→ What the task requires:
Whenever a line in the data below includes the string "metal", copy it out.

→ Recorded data:
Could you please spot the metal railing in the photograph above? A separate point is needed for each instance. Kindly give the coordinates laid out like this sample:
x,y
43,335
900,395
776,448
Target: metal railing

→ Written response:
Could you please spot the metal railing in the photograph above? A separate point is needed for each instance. Kindly give the coordinates laid out like this sample:
Target: metal railing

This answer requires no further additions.